==== Testo estratto ====

Tipi di analisi dei Big Data
Le cinque “V” sono utili per capire le caratteristiche dei big data, quanto sono importanti e, soprattutto, la loro funzione, che è quella di spiegare nel modo migliore possibile la realtà, attraverso la loro interpretazione. Vista la loro mole, le metodologie tradizionali di analisi dei dati non sono sempre sufficienti, ed è necessario sviluppare processi ben precisi con fasi di verifica e controllo. Appare utile, in questo caso, applicare una metodologia di tipo Data Driven con quattro tipi di Data Analysis:
- Analisi descrittiva: è costituita dai tool che permettono di rappresentare e descrivere la realtà spiegata dai dati. Nel caso delle imprese si può trattare, ad esempio, di rappresentare i processi interni;
- Analisi predittiva: è basata su soluzioni che permettono di effettuare l’analisi dei dati al fine di disegnare scenari di sviluppo nel futuro. Le tecniche più usate sono i modelli predittivi e i forecasting;
- Analisi prescrittiva: in questa circostanza, si parla di strumenti che associano l’analisi dei dati alla capacità di assumere e gestire processi decisionali. Le analisi prescrittive sono tool che indicano strategie o soluzioni operative basate sia sull’analisi descrittiva sia sulle analisi predittive;
- Analisi automatizzate: permettono di entrare nell’ambito dell’automazione con soluzioni di Analytics. A fronte dei risultati delle analisi descrittive e predittive, le analisi automatizzate sono in condizione di attivare delle azioni definite sulla base di regole, che possono essere a loro volta il frutto di un processo di analisi.
Data Visualization vs Infografica
Per estrapolare informazioni dai Big Data è necessario avvalersi di una serie di metodologie di analisi, ma anche di sistemi adatti per la loro rappresentazione. Rispetto alle classiche tabelle che raccolgono i dati in lunghi elenchi di righe e colonne, la visualizzazione dei dati mostra nuove pratiche visive per guidare l’utente nell’esplorazione semantica dei grandi set di dati. L’obiettivo principale di queste rappresentazioni è quello di creare un nuovo linguaggio che sia facilmente comprensibile e che riproduca al meglio il complesso fenomeno dei Big Data. Due sono le modalità principali per la rappresentazione di un insieme di dati: le infografiche e le data visualization. Entrambe riproducono graficamente un data set ma con alcune differenze nella struttura e negli intenti.

==== Righe fornite ====

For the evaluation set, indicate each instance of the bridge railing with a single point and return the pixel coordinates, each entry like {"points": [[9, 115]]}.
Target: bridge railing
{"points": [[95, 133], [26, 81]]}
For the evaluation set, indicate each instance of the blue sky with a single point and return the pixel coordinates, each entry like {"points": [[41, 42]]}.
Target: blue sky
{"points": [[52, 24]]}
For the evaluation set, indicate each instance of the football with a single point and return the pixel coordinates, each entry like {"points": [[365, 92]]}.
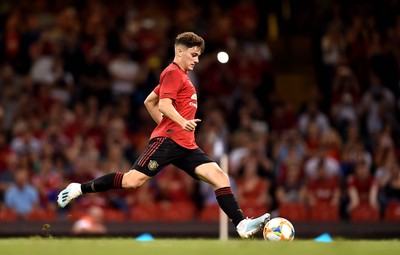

====

■ Compito 1: Aggiorna il testo sui Big Data: riscrivi la parte che si apre con le parole contenenti "Data Visualization vs" e si chiude con "e negli intenti.", mettendo "griglie" al posto di "tabelle".
■ Compito 2: Nel testo sui Big Data, quali sono le due modalità principali per rappresentare un insieme di dati?
■ Compito 3: Riprendi il testo sui Big Data e prosegui dopo la sua ultima frase.

■ Risposta 1:
Data Visualization vs Infografica
Per estrapolare informazioni dai Big Data è necessario avvalersi di una serie di metodologie di analisi, ma anche di sistemi adatti per la loro rappresentazione. Rispetto alle classiche griglie che raccolgono i dati in lunghi elenchi di righe e colonne, la visualizzazione dei dati mostra nuove pratiche visive per guidare l’utente nell’esplorazione semantica dei grandi set di dati. L’obiettivo principale di queste rappresentazioni è quello di creare un nuovo linguaggio che sia facilmente comprensibile e che riproduca al meglio il complesso fenomeno dei Big Data. Due sono le modalità principali per la rappresentazione di un insieme di dati: le infografiche e le data visualization. Entrambe riproducono graficamente un data set ma con alcune differenze nella struttura e negli intenti.

■ Risposta 2: Le infografiche e le data visualization.

■ Risposta 3:
- Infografica. Il neologismo nasce dall’unione di information e graphic. Si tratta di un prodotto digitale o analogico che permette attraverso l’elaborazione grafica di un set di dati permette di raccontare una storia specifica o presentare un singolo aspetto di interesse dell’insieme di dati. L’infografica spesso è accompagnata da altri tipi di linguaggio come mappe, illustrazioni, video o porzioni di testo.
- Data visualization. Si tratta di uno strumento di codifica visiva dei dati, elaborato principalmente in digitale. Permette all’utente di esplorare in maniera più libera i dati creando diversi tipi di associazioni. Al contrario dell’infografica, la data visualization non mostra una sola prospettiva, ma presenta il set di dati in maniera più organica e completa. Anche all’interno di aziende dei settori più diversi, gli strumenti e le tecnologie della visualizzazione dati sono fondamentali per analizzare grandi quantità di informazioni e compiere decisioni data-driven.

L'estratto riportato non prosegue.